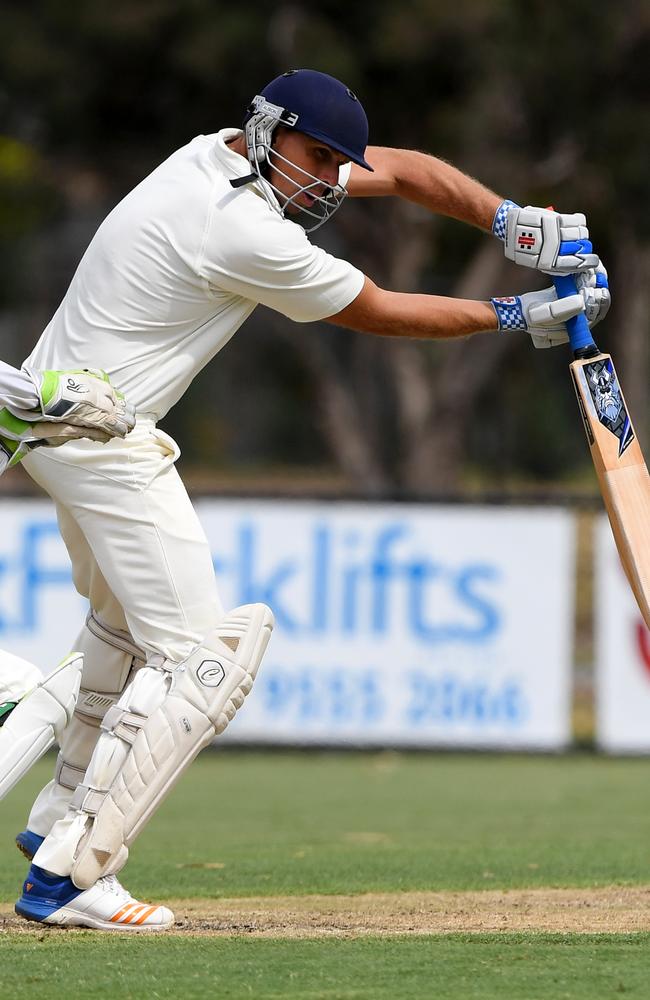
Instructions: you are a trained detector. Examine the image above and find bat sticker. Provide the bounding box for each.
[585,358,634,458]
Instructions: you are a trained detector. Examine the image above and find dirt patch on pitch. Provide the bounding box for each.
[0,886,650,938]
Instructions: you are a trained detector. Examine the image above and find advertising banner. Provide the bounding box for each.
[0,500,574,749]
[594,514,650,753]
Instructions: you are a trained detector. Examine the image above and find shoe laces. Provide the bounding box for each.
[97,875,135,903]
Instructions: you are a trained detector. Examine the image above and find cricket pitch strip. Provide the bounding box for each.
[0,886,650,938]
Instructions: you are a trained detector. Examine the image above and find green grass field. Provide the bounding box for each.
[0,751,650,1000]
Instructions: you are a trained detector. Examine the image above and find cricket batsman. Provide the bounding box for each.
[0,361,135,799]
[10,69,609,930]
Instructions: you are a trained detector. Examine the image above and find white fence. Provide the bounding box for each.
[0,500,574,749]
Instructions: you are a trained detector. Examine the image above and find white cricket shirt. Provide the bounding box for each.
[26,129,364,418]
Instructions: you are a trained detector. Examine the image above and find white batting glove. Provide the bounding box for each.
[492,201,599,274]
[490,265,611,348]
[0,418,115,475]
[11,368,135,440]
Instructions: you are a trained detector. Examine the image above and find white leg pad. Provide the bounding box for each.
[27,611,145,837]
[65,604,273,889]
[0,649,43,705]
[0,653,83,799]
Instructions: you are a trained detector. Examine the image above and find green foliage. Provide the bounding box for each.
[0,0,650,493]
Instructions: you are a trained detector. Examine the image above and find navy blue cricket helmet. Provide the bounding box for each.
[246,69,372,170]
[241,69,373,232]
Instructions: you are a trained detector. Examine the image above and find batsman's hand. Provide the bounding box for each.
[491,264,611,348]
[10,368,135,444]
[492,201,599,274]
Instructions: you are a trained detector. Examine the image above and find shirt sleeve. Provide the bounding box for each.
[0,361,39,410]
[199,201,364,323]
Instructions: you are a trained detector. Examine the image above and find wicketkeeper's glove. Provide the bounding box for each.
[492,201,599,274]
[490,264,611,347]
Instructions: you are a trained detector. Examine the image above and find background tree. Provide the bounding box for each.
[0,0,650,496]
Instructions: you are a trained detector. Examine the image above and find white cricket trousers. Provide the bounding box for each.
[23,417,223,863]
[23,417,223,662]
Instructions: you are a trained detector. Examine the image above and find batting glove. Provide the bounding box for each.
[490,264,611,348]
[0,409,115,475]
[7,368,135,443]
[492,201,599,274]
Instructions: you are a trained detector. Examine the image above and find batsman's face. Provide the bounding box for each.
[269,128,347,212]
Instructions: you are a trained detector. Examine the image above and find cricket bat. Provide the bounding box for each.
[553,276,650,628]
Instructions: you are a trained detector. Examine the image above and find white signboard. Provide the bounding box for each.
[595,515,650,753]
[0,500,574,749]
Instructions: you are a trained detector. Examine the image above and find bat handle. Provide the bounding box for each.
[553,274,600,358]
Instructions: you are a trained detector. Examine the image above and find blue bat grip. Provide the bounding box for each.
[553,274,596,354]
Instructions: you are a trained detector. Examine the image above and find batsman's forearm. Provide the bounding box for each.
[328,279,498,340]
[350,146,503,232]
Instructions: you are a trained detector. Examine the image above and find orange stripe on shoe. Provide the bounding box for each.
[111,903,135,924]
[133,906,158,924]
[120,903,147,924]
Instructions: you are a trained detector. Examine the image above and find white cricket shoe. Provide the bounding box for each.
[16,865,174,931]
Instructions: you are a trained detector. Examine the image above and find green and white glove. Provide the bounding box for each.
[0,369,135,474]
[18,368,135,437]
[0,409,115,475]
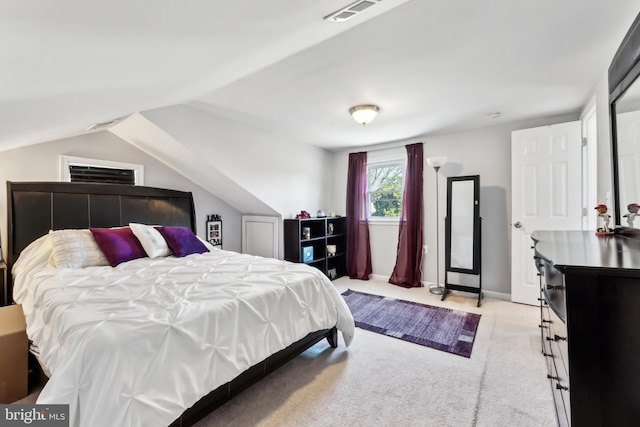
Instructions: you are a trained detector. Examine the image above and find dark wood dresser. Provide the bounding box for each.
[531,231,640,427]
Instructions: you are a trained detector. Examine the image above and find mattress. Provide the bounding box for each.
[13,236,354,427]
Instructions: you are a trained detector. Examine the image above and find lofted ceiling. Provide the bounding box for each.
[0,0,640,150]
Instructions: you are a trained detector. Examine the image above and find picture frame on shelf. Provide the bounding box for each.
......
GIVEN INSTRUCTION:
Rewrite all of the material above as a numbered list with no blank lines. Leave the pictures out.

ANSWER TO THE PROBLEM:
1. Instructions: you are a trained detector. Examine the image above and find bat sticker. Provide the bounding box for each.
2. [585,358,634,458]
3. Instructions: you are a trained detector. Examine the image above and find dirt patch on pitch. Provide the bounding box for each.
4. [0,886,650,938]
5. Instructions: you are a trained detector. Examine the image above and find advertising banner. Provide the bounding box for each.
6. [0,500,574,749]
7. [594,514,650,753]
8. Instructions: you are a trained detector. Examine the image above and find shoe laces. Provide the bounding box for each.
9. [97,875,135,903]
10. Instructions: you are a trained detector. Examine the image above and find cricket pitch strip. Provide the bounding box for each.
11. [0,886,650,938]
12. Instructions: you are a trained detector. Examine the image above and find green grass field. Provide the bounding box for each.
13. [0,751,650,1000]
14. Instructions: you are a trained detector. Examine the image above and find cricket batsman. Provide the bounding box for each.
15. [0,361,135,799]
16. [10,69,609,930]
17. Instructions: you are a trained detector. Examine the image above and find white fence. Provide the bounding box for each.
18. [0,500,574,749]
19. Instructions: you are a trained detector. Examine the image above and find white cricket shirt. Provide the bounding box for each.
20. [26,129,364,418]
21. Instructions: you are a trained detector. Examine the image above and find white batting glove. Provide the bounding box for each.
22. [492,201,599,274]
23. [490,265,611,348]
24. [0,418,115,475]
25. [11,368,135,440]
26. Instructions: you are a trained detector. Examine the image above and find white leg pad. Provide the bounding box for each.
27. [27,611,145,837]
28. [65,604,273,889]
29. [0,649,43,705]
30. [0,653,83,799]
31. Instructions: you are a trained detector. Examine the image above and find green foliage. Provide the bounding box for each.
32. [0,0,650,493]
33. Instructions: you are a trained detector. Examine the image above and find navy blue cricket helmet. Provide the bounding box for each.
34. [246,69,372,170]
35. [241,69,373,232]
36. Instructions: you are a trained detector. Examine the image above and find batsman's hand. Provide the bounding box for each.
37. [491,264,611,348]
38. [10,368,135,444]
39. [492,201,599,274]
40. Instructions: you are a trained detector. Examine the image above and find shirt sleeve. Provide the bounding box for each.
41. [0,361,39,410]
42. [199,201,364,323]
43. Instructions: you are a trained detector. Examine the image above and find wicketkeeper's glove. Provide the bounding box for each.
44. [492,201,599,274]
45. [490,264,611,347]
46. Instructions: you are a trained detector. Examine the image above and find background tree. Provide the bounding box for each.
47. [0,0,650,496]
48. Instructions: you are a trained detector. Examine the image above and find white cricket trousers. Provide the bounding box for each.
49. [23,417,223,863]
50. [23,417,223,662]
51. Instructions: you are a trained detector. Examine the image above and find batting glove. Provide the bounding box for each.
52. [490,264,611,348]
53. [0,409,115,475]
54. [7,368,135,443]
55. [492,201,599,274]
56. Instructions: you are a trained detector. Examine the image above and find batsman's face. Provide the bounding box for each.
57. [269,128,347,212]
58. Instructions: you are a trained detector. Examine the image above and find cricket bat. Provide the bounding box for each.
59. [553,276,650,628]
60. Instructions: you are a trained detector. Examine the image above and find white signboard. Provide the bounding box for each.
61. [595,515,650,753]
62. [0,500,574,749]
63. Instructions: you are a trained detector. Examine the image above and find bat handle. Provide the bounding box for each.
64. [553,274,600,358]
65. Instructions: you are a trained detector. Examine the image above and find blue bat grip. Provide the bounding box for each.
66. [553,274,596,354]
67. Instructions: you are a trained detector. Examine the image above and find batsman's forearm. Provide the bounding box for each.
68. [328,279,498,340]
69. [350,146,503,232]
70. Instructions: you are a trained detector. Examine the image above and find orange stripe on shoe. Provide the bounding box for each.
71. [111,903,135,924]
72. [133,906,158,924]
73. [120,903,147,924]
74. Instructions: you are a trained detector. Examine the image above and find white cricket shoe. Provide the bounding box for each.
75. [16,865,174,931]
76. Instructions: you are a trained detector. Examine the image above and find green and white glove. Provide the bounding box for each.
77. [0,369,135,474]
78. [18,368,135,437]
79. [0,409,115,475]
80. Instructions: you are a trained detector. Examine the image above and find dark wood dresser. Provide the bounding box for each.
81. [531,231,640,427]
82. Instructions: you are a trained detector. Examine the image above and find mattress. Provide the bounding box for each.
83. [13,236,354,427]
84. Instructions: you are a trained detector. Examine the image above and find lofted ceiling. Provide the bounding box for each.
85. [0,0,640,150]
86. Instructions: you are a trained detector. Examine the image above and find picture frame on shelf. Provide the bounding box for each.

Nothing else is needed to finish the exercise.